Earnings from inbound visitors grew 59% last year
The contribution of inbound visitors to the national exchequer grew around 59% year-on-year in 2021, thanks to the roll-out of massive vaccination across the South Asian region that also successfully contained the pandemic.
Earnings from inbound visitors amounted to a little over TK2,279 core last year in contrast to Tk1,196 crore in 2020 ((10 months), according to data from the Bangladesh Bank collected by Bangladesh Tourism Board.
Industry insiders have attributed such a growth mainly to business travellers and foreigners working in Bangladesh or engaged in humanitarian activities as the pandemic had barred leisure tourists from entering the country.
In 2020 and 2021, leisure tourists hardly visited the country owing to Covid-19. Those who came to the country were foreigners who work in Bangladesh on tourist visas, non-resident Bangladeshis and business travellers, Masud Hossain, an inbound tour operator and managing director of Bengal Tours, told The Business Standard.
"Last year, altogether 10 people came to Bangladesh for travel purposes via my company. The number was more than 500 before the pandemic hit," he added.
In the meantime, Bangladesh Tourism Board has not updated data on international tourists after December 2021, according to sources knowledgeable about the matter.
To regularly update data of tourist arrivals in the country, the tourism board is now willing to develop a software with the assistance of the special branch of Bangladesh police, emulating the models of countries such as India, the Maldives, Nepal, Sri Lanka, Nepal, Malaysia, Indonesia and Thailand.
In 2020, the inbound tourism sector suffered a 35% negative growth year-on-year.
The inbound tourism sector's contribution to the national exchequer stood at around Tk1,860 crore in 2019, Tk2,950 crore in 2018, TK2,445 crore in 2017, Tk866 crore in 2016, Tk696 crore in 2015, Tk528 crore in 2014 and Tk623 crore in 2013.

→ **Instructions**:
**1.** Rewrite the paragraph of the tourism earnings article that begins "The inbound tourism sector's contribution to the national exchequer" as a list, keeping every figure.
**2.** List each country that the tourism earnings article names as a model for the tourism board's planned software. Give each country only once.
**3.** Proceed with the article on Bangladesh's inbound tourism earnings, starting after its final sentence.

→ **Data**:
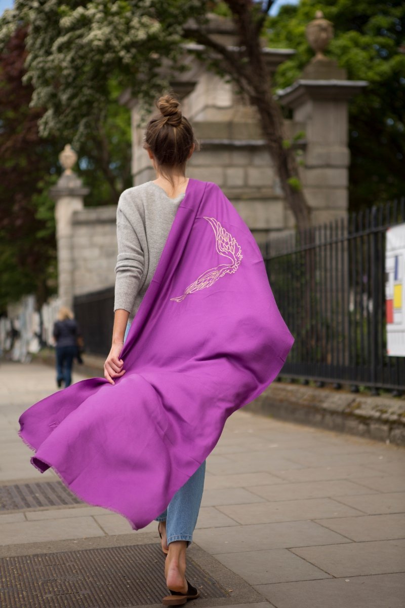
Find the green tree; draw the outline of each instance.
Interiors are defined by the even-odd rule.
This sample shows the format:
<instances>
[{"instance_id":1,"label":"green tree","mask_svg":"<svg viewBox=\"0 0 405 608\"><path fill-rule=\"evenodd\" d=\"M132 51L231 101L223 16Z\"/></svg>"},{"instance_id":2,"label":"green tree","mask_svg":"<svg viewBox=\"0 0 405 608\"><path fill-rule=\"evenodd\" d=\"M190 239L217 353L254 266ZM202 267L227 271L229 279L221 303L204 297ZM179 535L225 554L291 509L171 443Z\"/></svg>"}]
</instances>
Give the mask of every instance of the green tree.
<instances>
[{"instance_id":1,"label":"green tree","mask_svg":"<svg viewBox=\"0 0 405 608\"><path fill-rule=\"evenodd\" d=\"M405 193L405 5L400 0L301 0L282 7L267 21L267 42L297 53L277 70L274 89L291 85L310 60L305 29L319 9L335 27L327 54L349 78L369 83L349 106L350 208L355 211Z\"/></svg>"},{"instance_id":2,"label":"green tree","mask_svg":"<svg viewBox=\"0 0 405 608\"><path fill-rule=\"evenodd\" d=\"M272 0L16 0L3 18L3 38L16 21L29 26L27 80L33 106L46 108L41 134L72 134L80 145L102 131L114 78L144 102L168 84L170 66L180 67L182 43L205 46L202 57L238 84L259 112L267 148L298 224L306 226L309 210L301 187L294 151L284 145L282 115L273 97L260 37ZM239 38L237 49L220 44L205 27L208 10L224 8ZM192 18L192 19L191 18ZM0 40L0 44L1 40ZM164 74L166 73L166 77Z\"/></svg>"},{"instance_id":3,"label":"green tree","mask_svg":"<svg viewBox=\"0 0 405 608\"><path fill-rule=\"evenodd\" d=\"M25 36L18 30L0 56L0 310L27 293L41 303L55 286L53 202L44 192L60 144L39 137L41 112L29 108Z\"/></svg>"},{"instance_id":4,"label":"green tree","mask_svg":"<svg viewBox=\"0 0 405 608\"><path fill-rule=\"evenodd\" d=\"M34 293L40 305L56 289L54 201L48 195L60 173L62 133L41 137L43 109L30 108L32 87L23 84L26 27L16 30L0 54L0 311ZM116 203L131 185L129 111L106 104L103 130L86 138L76 170L90 188L87 205Z\"/></svg>"}]
</instances>

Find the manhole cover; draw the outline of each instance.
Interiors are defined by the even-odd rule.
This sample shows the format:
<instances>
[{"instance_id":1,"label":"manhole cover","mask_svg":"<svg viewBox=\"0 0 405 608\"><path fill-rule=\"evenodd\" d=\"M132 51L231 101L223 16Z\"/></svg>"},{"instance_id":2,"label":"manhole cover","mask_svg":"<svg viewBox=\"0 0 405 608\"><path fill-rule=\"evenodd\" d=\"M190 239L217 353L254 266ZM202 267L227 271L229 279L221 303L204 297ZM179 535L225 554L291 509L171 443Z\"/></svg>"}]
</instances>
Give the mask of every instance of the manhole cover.
<instances>
[{"instance_id":1,"label":"manhole cover","mask_svg":"<svg viewBox=\"0 0 405 608\"><path fill-rule=\"evenodd\" d=\"M0 559L2 608L118 608L158 604L167 590L160 547L66 551ZM189 558L187 576L202 598L226 598Z\"/></svg>"},{"instance_id":2,"label":"manhole cover","mask_svg":"<svg viewBox=\"0 0 405 608\"><path fill-rule=\"evenodd\" d=\"M61 482L0 486L0 511L77 505L81 502Z\"/></svg>"}]
</instances>

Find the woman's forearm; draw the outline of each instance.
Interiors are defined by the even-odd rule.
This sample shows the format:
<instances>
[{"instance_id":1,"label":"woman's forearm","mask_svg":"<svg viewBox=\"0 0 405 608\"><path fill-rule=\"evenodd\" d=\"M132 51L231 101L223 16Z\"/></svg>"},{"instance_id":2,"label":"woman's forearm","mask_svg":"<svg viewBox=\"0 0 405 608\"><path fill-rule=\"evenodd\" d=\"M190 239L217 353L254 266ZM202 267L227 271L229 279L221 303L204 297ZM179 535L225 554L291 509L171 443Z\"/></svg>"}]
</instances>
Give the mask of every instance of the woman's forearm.
<instances>
[{"instance_id":1,"label":"woman's forearm","mask_svg":"<svg viewBox=\"0 0 405 608\"><path fill-rule=\"evenodd\" d=\"M114 314L114 326L112 330L112 344L122 344L124 342L125 330L128 322L129 313L123 308L118 308Z\"/></svg>"}]
</instances>

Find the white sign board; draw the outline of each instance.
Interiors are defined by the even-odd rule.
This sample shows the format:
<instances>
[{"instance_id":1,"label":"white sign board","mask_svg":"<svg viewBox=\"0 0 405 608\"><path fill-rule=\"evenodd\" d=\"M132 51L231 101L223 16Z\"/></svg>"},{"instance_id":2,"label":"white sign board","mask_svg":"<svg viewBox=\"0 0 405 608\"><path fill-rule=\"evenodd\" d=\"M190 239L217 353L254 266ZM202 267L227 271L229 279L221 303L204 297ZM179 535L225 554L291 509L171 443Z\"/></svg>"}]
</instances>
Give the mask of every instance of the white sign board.
<instances>
[{"instance_id":1,"label":"white sign board","mask_svg":"<svg viewBox=\"0 0 405 608\"><path fill-rule=\"evenodd\" d=\"M386 237L387 353L405 357L405 224L389 228Z\"/></svg>"}]
</instances>

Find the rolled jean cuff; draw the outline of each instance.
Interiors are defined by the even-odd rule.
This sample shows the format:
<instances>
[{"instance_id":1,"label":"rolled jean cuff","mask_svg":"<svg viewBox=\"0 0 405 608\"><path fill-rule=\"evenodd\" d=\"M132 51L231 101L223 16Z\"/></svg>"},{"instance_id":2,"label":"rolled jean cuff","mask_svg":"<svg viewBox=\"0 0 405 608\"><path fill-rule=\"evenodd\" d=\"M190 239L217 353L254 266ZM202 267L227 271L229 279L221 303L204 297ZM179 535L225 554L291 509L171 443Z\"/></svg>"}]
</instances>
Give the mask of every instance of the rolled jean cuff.
<instances>
[{"instance_id":1,"label":"rolled jean cuff","mask_svg":"<svg viewBox=\"0 0 405 608\"><path fill-rule=\"evenodd\" d=\"M168 545L169 545L171 542L174 542L175 541L185 541L187 543L187 547L188 547L192 541L192 536L188 534L177 534L176 536L169 536L168 538Z\"/></svg>"}]
</instances>

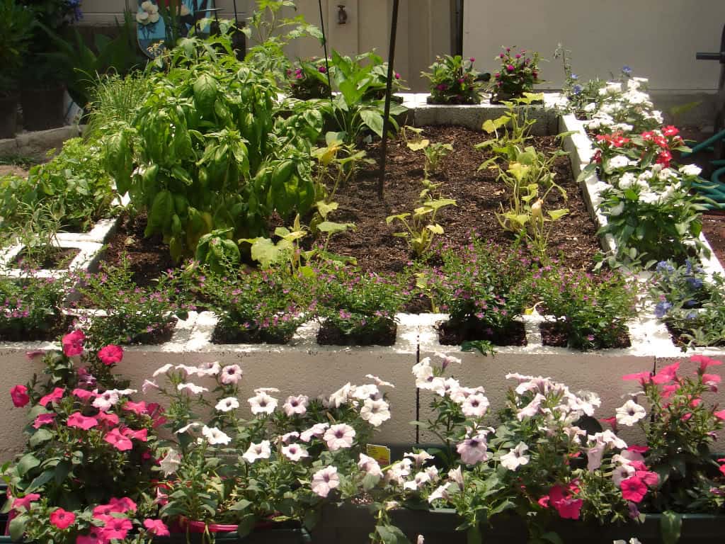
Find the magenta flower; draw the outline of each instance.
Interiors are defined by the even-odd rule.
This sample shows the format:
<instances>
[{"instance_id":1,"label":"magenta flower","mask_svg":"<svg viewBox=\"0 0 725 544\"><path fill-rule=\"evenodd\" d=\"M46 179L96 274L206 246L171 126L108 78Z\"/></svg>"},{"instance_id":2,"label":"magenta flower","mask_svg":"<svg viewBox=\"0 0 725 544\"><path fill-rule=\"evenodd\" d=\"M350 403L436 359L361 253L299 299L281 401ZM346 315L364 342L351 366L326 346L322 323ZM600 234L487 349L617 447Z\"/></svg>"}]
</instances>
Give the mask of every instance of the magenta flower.
<instances>
[{"instance_id":1,"label":"magenta flower","mask_svg":"<svg viewBox=\"0 0 725 544\"><path fill-rule=\"evenodd\" d=\"M110 366L121 362L123 358L123 350L115 344L109 344L105 347L101 348L98 353L98 358L107 366Z\"/></svg>"},{"instance_id":2,"label":"magenta flower","mask_svg":"<svg viewBox=\"0 0 725 544\"><path fill-rule=\"evenodd\" d=\"M33 426L36 429L40 429L43 425L48 425L53 423L55 421L55 416L57 416L57 413L41 413L36 418L36 421L33 423Z\"/></svg>"},{"instance_id":3,"label":"magenta flower","mask_svg":"<svg viewBox=\"0 0 725 544\"><path fill-rule=\"evenodd\" d=\"M75 514L63 508L57 508L50 515L50 522L61 530L67 529L75 521Z\"/></svg>"},{"instance_id":4,"label":"magenta flower","mask_svg":"<svg viewBox=\"0 0 725 544\"><path fill-rule=\"evenodd\" d=\"M38 404L41 406L46 406L48 403L54 403L57 400L60 400L63 397L64 390L60 387L56 387L53 390L53 392L48 393L48 395L42 397Z\"/></svg>"},{"instance_id":5,"label":"magenta flower","mask_svg":"<svg viewBox=\"0 0 725 544\"><path fill-rule=\"evenodd\" d=\"M149 534L155 537L169 536L169 528L160 519L144 519L144 527L149 532Z\"/></svg>"},{"instance_id":6,"label":"magenta flower","mask_svg":"<svg viewBox=\"0 0 725 544\"><path fill-rule=\"evenodd\" d=\"M98 420L96 418L86 417L80 413L80 412L73 412L68 416L67 424L69 427L83 429L84 431L87 431L98 425Z\"/></svg>"},{"instance_id":7,"label":"magenta flower","mask_svg":"<svg viewBox=\"0 0 725 544\"><path fill-rule=\"evenodd\" d=\"M626 500L631 500L633 503L642 502L647 495L647 486L637 476L623 479L621 484L622 490L622 497Z\"/></svg>"},{"instance_id":8,"label":"magenta flower","mask_svg":"<svg viewBox=\"0 0 725 544\"><path fill-rule=\"evenodd\" d=\"M118 429L114 429L103 437L103 440L119 451L128 451L133 448L130 439L123 436Z\"/></svg>"},{"instance_id":9,"label":"magenta flower","mask_svg":"<svg viewBox=\"0 0 725 544\"><path fill-rule=\"evenodd\" d=\"M63 337L63 353L67 357L80 355L83 353L83 341L86 335L80 330L75 330Z\"/></svg>"}]
</instances>

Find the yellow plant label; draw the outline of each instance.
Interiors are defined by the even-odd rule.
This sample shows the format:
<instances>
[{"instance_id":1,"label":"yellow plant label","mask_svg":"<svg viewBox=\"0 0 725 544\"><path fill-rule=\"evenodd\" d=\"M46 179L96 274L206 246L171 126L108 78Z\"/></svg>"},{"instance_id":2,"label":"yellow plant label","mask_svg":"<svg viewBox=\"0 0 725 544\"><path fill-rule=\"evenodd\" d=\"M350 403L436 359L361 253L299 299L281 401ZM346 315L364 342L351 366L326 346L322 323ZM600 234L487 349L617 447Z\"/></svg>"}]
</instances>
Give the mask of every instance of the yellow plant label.
<instances>
[{"instance_id":1,"label":"yellow plant label","mask_svg":"<svg viewBox=\"0 0 725 544\"><path fill-rule=\"evenodd\" d=\"M372 457L381 466L387 466L390 464L390 448L386 446L378 446L375 444L368 444L365 449L368 455Z\"/></svg>"}]
</instances>

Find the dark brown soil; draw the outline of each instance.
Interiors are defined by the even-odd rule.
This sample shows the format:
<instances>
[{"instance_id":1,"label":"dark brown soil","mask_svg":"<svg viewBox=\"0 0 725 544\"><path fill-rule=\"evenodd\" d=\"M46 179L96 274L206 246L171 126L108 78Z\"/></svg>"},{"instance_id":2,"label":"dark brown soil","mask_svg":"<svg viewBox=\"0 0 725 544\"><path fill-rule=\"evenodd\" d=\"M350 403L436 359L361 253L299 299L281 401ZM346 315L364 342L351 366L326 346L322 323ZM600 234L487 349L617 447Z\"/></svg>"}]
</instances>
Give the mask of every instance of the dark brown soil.
<instances>
[{"instance_id":1,"label":"dark brown soil","mask_svg":"<svg viewBox=\"0 0 725 544\"><path fill-rule=\"evenodd\" d=\"M398 326L391 322L388 330L381 334L346 334L331 323L323 323L318 331L317 342L321 346L392 346L395 344Z\"/></svg>"},{"instance_id":2,"label":"dark brown soil","mask_svg":"<svg viewBox=\"0 0 725 544\"><path fill-rule=\"evenodd\" d=\"M464 244L468 234L475 230L481 239L505 247L510 245L515 236L500 227L495 215L501 205L506 203L504 186L497 180L495 170L478 171L481 163L491 155L476 150L474 146L487 139L486 135L461 127L428 126L423 128L422 136L431 142L451 144L454 148L441 162L440 171L431 176L431 181L442 184L441 196L457 203L439 213L436 221L445 233L438 239ZM534 137L530 144L539 150L558 149L553 136ZM379 142L369 145L366 151L369 157L377 159ZM378 164L364 165L355 179L338 190L334 199L339 208L329 218L333 221L355 223L356 228L334 236L328 250L355 257L364 271L391 272L405 268L413 256L406 242L393 236L401 230L400 223L387 225L386 218L412 212L418 207L424 164L423 152L409 149L402 137L389 142L382 200L378 197ZM572 176L568 157L560 157L555 168L556 181L567 191L568 199L565 202L558 191L552 191L544 210L567 207L569 213L554 223L549 254L552 257L565 255L563 260L571 268L590 268L592 257L600 250L596 228ZM145 226L145 215L122 218L104 257L107 264L117 266L120 255L125 252L139 286L149 285L164 271L176 267L160 237L144 237ZM410 311L415 311L415 308Z\"/></svg>"},{"instance_id":3,"label":"dark brown soil","mask_svg":"<svg viewBox=\"0 0 725 544\"><path fill-rule=\"evenodd\" d=\"M703 215L703 233L715 256L725 263L725 212L713 211Z\"/></svg>"},{"instance_id":4,"label":"dark brown soil","mask_svg":"<svg viewBox=\"0 0 725 544\"><path fill-rule=\"evenodd\" d=\"M239 327L217 325L212 334L212 344L277 344L284 345L292 339L294 333L282 336L268 331L247 331Z\"/></svg>"},{"instance_id":5,"label":"dark brown soil","mask_svg":"<svg viewBox=\"0 0 725 544\"><path fill-rule=\"evenodd\" d=\"M0 342L52 342L70 331L73 324L72 316L59 316L44 329L25 329L3 330L0 329Z\"/></svg>"},{"instance_id":6,"label":"dark brown soil","mask_svg":"<svg viewBox=\"0 0 725 544\"><path fill-rule=\"evenodd\" d=\"M77 247L54 247L51 249L45 259L40 263L39 268L45 270L66 270L75 256L80 252ZM13 263L17 266L22 266L26 258L26 252L22 250L17 254Z\"/></svg>"},{"instance_id":7,"label":"dark brown soil","mask_svg":"<svg viewBox=\"0 0 725 544\"><path fill-rule=\"evenodd\" d=\"M103 259L104 266L120 267L125 255L133 281L139 287L152 285L162 273L177 266L169 254L168 245L163 243L160 235L144 237L146 223L145 213L135 217L123 215L118 228L108 242Z\"/></svg>"},{"instance_id":8,"label":"dark brown soil","mask_svg":"<svg viewBox=\"0 0 725 544\"><path fill-rule=\"evenodd\" d=\"M442 184L439 191L444 197L456 200L457 206L442 210L436 220L445 233L442 242L465 243L472 230L483 239L491 239L503 246L514 240L510 233L500 227L496 213L506 202L506 194L497 180L494 170L477 171L481 163L491 155L482 153L473 146L486 139L486 135L460 127L424 127L422 136L431 142L451 144L453 152L442 161L441 172L431 180ZM531 144L537 149L557 149L552 136L534 138ZM386 225L391 215L412 212L418 205L423 178L425 157L422 152L410 150L401 138L390 142L388 166L385 178L385 197L377 195L377 165L365 165L357 178L339 190L335 200L339 209L331 221L355 223L355 231L333 237L328 249L336 253L357 259L363 270L397 271L410 261L406 242L393 236L401 230L399 223ZM378 156L378 144L368 147L369 157ZM581 189L573 178L569 159L560 158L555 165L556 181L567 191L565 203L558 192L552 191L544 209L568 207L569 214L554 224L549 244L552 257L566 255L571 268L589 268L593 256L599 251L599 241Z\"/></svg>"},{"instance_id":9,"label":"dark brown soil","mask_svg":"<svg viewBox=\"0 0 725 544\"><path fill-rule=\"evenodd\" d=\"M444 346L460 345L464 342L487 340L494 346L525 346L526 331L523 323L514 321L511 326L494 331L481 321L465 323L445 321L437 323L438 339Z\"/></svg>"},{"instance_id":10,"label":"dark brown soil","mask_svg":"<svg viewBox=\"0 0 725 544\"><path fill-rule=\"evenodd\" d=\"M555 322L542 323L539 326L539 330L542 334L542 344L545 346L553 347L566 347L568 346L569 338L566 331L563 330L560 323ZM623 333L617 341L609 346L602 346L600 349L608 348L626 348L631 347L631 341L629 336Z\"/></svg>"}]
</instances>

→ **Answers to the tasks**:
**1.**
Approximate contribution of the inbound tourism sector to the national exchequer:
- 2019: Tk1,860 crore
- 2018: Tk2,950 crore
- 2017: Tk2,445 crore
- 2016: Tk866 crore
- 2015: Tk696 crore
- 2014: Tk528 crore
- 2013: Tk623 crore

**2.** India, the Maldives, Nepal, Sri Lanka, Malaysia, Indonesia, Thailand

**3.**
"Earnings do not go up only because of a rise in the number of tourists. We rather have to see from which country more tourists have come. For example, an Indian tourist does not spend money equal to what an American one does," Assistant Director of Bangladesh Tourism Board Md Mazharul Islam told TBS.
Despite its vast potential, Bangladesh could not yet become a popular destination for foreign tourists in comparison to its neighbouring countries owing to poor tourism and airport infrastructure, complex visa policies, social restrictions and a lack of comfortable transportation facilities, according to experts.
Bangladesh received three lakh in-bound tourists in 2019, the highest in its history since independence. The figures earlier were 2.48 lakh in 2018, 2.2 lakh in 2017, 1.69 lakh in 2016, 1.18 lakh in 2015.
In 2019, the number of Indian tourists was 270,024, or 89% of the total inbound tourists, according to the tourism board.
Toufiq Rahman, an inbound tour operator and general secretary of Pacific Asia Travel Association (Pata) Bangladesh Chapter told TBS, "Only 30,000-40,000 foreigners would come to Bangladesh for purposes of travel in pre-Covid times."
As the Padma Bridge has opened, the number of Indian and Nepalese tourists is expected to go up by 25-50% in the coming days, said Indian diplomats in Dhaka and Bangladeshi diplomats in New Delhi, Guwahati and Kolkata.
Professor Akbaruddin Ahmad, former president of Tour Operators' Association of Bangladesh, said, "Indian and Nepalese tourists will be interested in visiting Bangladesh through the Padma Bridge. The government is even planning to connect the southern-western part of the country with the capital through improved road and railway networks in phases."
The government is also upgrading Mongla Port, making it an international port, with a view to easing the pressure on Chattogram Port.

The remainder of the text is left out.